> **Data to process**

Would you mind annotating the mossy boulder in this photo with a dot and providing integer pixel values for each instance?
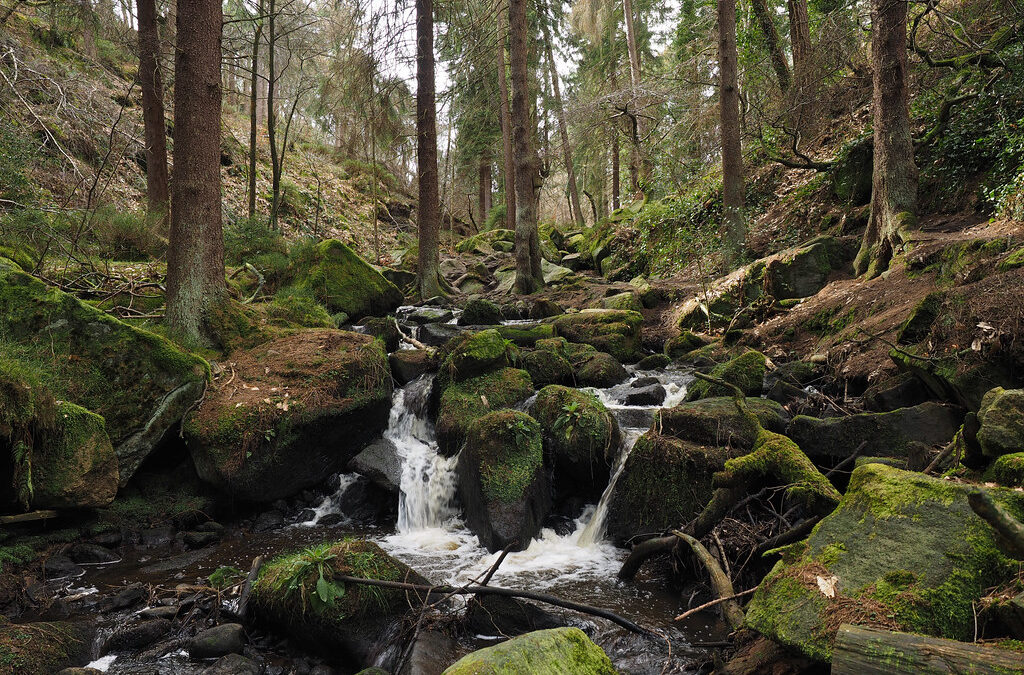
(298, 409)
(476, 353)
(342, 281)
(666, 482)
(745, 371)
(581, 439)
(43, 647)
(546, 367)
(463, 403)
(335, 619)
(599, 370)
(613, 331)
(552, 651)
(480, 312)
(680, 345)
(502, 480)
(1008, 470)
(75, 465)
(139, 382)
(886, 434)
(1001, 419)
(717, 421)
(902, 551)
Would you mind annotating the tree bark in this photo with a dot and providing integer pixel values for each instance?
(254, 88)
(766, 22)
(426, 153)
(527, 249)
(158, 194)
(894, 181)
(196, 252)
(563, 129)
(506, 119)
(732, 159)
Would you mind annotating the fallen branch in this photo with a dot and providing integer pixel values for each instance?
(507, 592)
(719, 581)
(718, 600)
(1001, 520)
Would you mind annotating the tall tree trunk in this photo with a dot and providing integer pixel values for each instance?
(803, 80)
(894, 182)
(766, 22)
(562, 128)
(196, 252)
(732, 159)
(527, 246)
(506, 118)
(426, 153)
(254, 88)
(484, 185)
(157, 191)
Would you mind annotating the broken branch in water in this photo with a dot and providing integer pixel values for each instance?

> **Problem description**
Your answer must be the lines from the one with "Would you mind annotating the tree" through the last line of the data, repeated exactly and with nothing else.

> **Worked solution**
Would you mind annotating the tree bark in this photo with a dot and providing integer pixel values for each instance?
(254, 88)
(766, 22)
(426, 153)
(527, 249)
(158, 194)
(894, 181)
(196, 252)
(563, 129)
(506, 119)
(732, 159)
Would you mind annotating the fallen branch in this photo with a dot and providing integer pixel values for each instance?
(507, 592)
(719, 581)
(718, 600)
(1001, 520)
Would you mind annotating the tall tree trunk in this photo with a dot and providing integer pixel values for each instance?
(803, 80)
(894, 182)
(766, 22)
(562, 128)
(196, 252)
(732, 159)
(527, 246)
(506, 118)
(426, 153)
(254, 88)
(484, 185)
(157, 191)
Would you mind annotating the broken branch in water in this photo with a dot and providing integer pixel values for each instance?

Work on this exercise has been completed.